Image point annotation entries
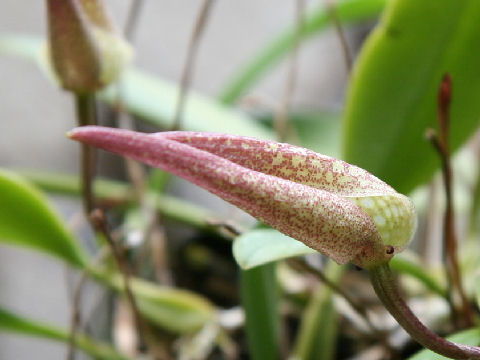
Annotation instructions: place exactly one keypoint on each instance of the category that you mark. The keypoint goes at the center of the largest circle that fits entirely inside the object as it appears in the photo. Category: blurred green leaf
(261, 246)
(153, 99)
(318, 131)
(405, 264)
(316, 339)
(393, 91)
(12, 323)
(27, 219)
(348, 11)
(176, 310)
(477, 289)
(466, 337)
(120, 192)
(260, 302)
(150, 98)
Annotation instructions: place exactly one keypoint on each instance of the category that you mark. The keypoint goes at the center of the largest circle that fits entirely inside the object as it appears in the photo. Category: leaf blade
(21, 204)
(392, 96)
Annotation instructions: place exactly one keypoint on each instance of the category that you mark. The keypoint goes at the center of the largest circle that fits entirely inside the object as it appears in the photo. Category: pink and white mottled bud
(85, 50)
(336, 208)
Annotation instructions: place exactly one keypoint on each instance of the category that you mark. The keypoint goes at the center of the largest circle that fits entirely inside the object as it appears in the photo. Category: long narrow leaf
(148, 97)
(348, 11)
(260, 302)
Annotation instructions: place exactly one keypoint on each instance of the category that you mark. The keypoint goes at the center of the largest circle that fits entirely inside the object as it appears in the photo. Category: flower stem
(86, 115)
(385, 286)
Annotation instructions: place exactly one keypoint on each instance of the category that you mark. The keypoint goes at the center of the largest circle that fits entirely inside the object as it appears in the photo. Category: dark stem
(100, 223)
(441, 144)
(76, 302)
(187, 72)
(282, 115)
(347, 56)
(86, 115)
(386, 288)
(304, 266)
(132, 18)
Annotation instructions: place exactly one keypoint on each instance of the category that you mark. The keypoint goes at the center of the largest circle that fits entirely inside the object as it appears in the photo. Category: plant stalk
(86, 115)
(386, 289)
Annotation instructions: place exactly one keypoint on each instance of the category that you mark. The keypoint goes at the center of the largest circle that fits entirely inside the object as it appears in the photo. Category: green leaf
(27, 219)
(261, 246)
(260, 301)
(171, 207)
(348, 11)
(153, 100)
(150, 98)
(477, 289)
(12, 323)
(392, 95)
(316, 339)
(466, 337)
(176, 310)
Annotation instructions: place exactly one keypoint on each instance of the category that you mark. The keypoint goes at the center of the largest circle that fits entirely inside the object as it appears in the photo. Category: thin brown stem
(99, 220)
(86, 115)
(360, 310)
(281, 120)
(187, 73)
(386, 289)
(442, 146)
(347, 56)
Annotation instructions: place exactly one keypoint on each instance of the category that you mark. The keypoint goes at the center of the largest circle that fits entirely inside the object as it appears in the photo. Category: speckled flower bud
(86, 51)
(336, 208)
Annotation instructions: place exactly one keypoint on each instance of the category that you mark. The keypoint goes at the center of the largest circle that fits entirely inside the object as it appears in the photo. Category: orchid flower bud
(86, 51)
(336, 208)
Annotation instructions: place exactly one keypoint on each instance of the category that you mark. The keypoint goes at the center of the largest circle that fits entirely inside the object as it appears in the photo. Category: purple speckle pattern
(297, 191)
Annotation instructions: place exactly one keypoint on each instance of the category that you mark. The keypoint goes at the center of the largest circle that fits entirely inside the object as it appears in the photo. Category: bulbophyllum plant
(338, 209)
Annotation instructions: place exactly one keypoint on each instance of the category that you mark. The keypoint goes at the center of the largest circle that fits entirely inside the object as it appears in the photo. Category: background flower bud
(86, 51)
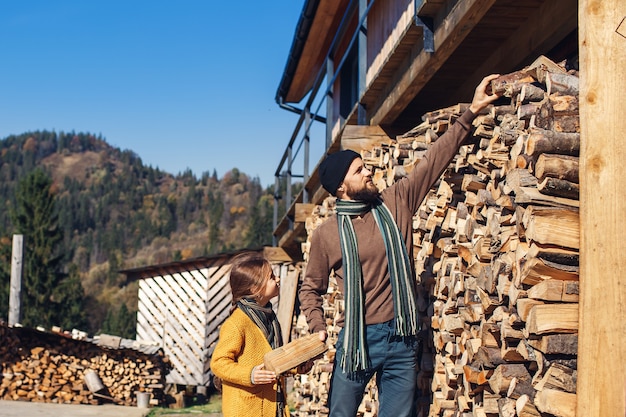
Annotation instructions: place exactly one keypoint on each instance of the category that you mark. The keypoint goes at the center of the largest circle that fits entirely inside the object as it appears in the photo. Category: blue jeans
(393, 361)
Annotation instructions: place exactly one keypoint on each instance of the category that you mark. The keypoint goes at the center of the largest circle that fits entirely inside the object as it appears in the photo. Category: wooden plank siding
(183, 304)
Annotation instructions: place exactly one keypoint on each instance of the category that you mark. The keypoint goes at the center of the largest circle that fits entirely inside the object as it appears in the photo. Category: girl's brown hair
(248, 275)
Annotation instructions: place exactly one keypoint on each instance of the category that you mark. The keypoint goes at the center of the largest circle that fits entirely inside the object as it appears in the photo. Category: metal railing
(307, 115)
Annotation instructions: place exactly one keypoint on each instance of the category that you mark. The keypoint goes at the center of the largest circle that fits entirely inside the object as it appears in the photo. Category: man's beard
(367, 194)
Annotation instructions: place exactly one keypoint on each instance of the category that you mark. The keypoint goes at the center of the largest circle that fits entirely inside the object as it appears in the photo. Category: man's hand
(322, 334)
(481, 98)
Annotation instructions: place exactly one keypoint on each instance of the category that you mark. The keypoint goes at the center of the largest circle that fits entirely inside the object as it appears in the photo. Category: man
(368, 244)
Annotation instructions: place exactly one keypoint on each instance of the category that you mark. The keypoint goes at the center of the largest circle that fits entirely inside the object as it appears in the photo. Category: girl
(246, 336)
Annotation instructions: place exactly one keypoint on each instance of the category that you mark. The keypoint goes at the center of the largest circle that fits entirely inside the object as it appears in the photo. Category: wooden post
(15, 293)
(602, 338)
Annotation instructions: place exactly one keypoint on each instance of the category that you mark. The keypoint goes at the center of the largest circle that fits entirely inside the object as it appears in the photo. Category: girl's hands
(262, 376)
(305, 367)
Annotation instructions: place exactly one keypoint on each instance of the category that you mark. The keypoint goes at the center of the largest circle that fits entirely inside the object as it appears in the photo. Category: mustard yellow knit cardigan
(240, 347)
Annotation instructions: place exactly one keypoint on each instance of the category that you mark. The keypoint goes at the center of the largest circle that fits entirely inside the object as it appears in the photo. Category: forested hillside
(112, 212)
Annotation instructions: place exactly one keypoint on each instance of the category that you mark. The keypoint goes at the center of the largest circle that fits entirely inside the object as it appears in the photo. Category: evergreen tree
(259, 230)
(70, 298)
(34, 215)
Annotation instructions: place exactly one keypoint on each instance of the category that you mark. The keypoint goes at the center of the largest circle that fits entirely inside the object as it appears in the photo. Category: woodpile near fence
(497, 243)
(47, 367)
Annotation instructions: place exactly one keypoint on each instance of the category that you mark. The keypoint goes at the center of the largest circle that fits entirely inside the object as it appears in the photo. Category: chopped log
(552, 344)
(548, 141)
(555, 290)
(552, 226)
(557, 403)
(531, 195)
(540, 68)
(531, 92)
(564, 84)
(504, 374)
(563, 167)
(511, 84)
(294, 353)
(559, 188)
(525, 408)
(553, 318)
(560, 377)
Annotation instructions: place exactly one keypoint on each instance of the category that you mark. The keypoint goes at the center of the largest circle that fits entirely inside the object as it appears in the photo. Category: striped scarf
(355, 356)
(266, 320)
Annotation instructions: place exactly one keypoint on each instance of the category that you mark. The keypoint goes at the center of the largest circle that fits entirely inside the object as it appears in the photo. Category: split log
(559, 188)
(563, 167)
(548, 141)
(553, 318)
(557, 403)
(294, 353)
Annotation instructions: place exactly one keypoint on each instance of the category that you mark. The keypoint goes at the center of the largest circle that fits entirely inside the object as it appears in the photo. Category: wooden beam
(602, 329)
(450, 33)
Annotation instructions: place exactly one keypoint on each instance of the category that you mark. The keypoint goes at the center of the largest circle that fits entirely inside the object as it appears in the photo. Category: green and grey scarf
(355, 356)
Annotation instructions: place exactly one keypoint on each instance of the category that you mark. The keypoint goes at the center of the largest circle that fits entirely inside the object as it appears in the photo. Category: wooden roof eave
(310, 47)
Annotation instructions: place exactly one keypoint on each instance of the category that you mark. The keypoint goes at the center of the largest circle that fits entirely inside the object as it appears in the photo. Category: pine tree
(34, 215)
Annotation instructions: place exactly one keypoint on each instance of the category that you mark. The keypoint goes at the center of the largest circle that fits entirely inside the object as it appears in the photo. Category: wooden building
(376, 67)
(183, 304)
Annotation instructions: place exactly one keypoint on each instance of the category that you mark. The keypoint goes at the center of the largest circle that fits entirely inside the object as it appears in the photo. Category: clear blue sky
(184, 84)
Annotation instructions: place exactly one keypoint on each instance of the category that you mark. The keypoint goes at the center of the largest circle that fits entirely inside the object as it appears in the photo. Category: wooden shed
(369, 70)
(183, 304)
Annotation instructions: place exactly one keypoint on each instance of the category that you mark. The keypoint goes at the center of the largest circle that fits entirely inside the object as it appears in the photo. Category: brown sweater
(403, 199)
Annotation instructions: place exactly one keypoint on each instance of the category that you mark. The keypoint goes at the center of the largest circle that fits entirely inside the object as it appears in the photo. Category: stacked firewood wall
(496, 253)
(45, 367)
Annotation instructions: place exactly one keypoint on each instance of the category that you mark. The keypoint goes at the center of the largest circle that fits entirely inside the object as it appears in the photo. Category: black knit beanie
(333, 169)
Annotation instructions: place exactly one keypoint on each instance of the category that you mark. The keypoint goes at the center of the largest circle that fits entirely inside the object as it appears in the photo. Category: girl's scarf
(355, 356)
(266, 320)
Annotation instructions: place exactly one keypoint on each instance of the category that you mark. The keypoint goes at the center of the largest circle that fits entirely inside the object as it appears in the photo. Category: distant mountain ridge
(117, 213)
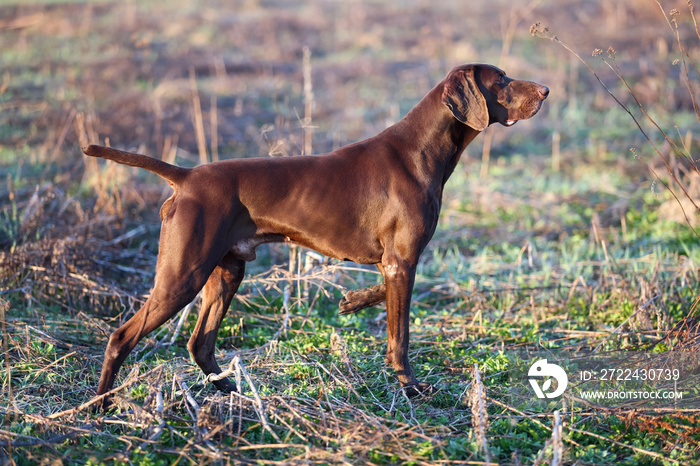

EXERCISE GOAL: Please convert the items from the one containing "Category: girl's scarf" through the end of the items into a two-column CSV with the headers "instruction" and "points". Make one row per item, put its text and its answer each in a single quoted field with line breaks replaced by spaces, and leave out the pictures.

RESULT FOR THIS EXERCISE:
instruction,points
"Annotation instructions: place exactly one keypoint on each instance of the category that you mark. The keypoint goes at the center of the largest circle that fits entirely inside the object as it appears in the photo. Category: girl's scarf","(355, 356) (266, 320)"
"Annotation instructions: place exactly one keypoint on each instance of the category that you mark. The keypoint goes at the center of the largest circle that fits entirely inside the object as it appears in the photo. Category: distant mountain ridge","(117, 213)"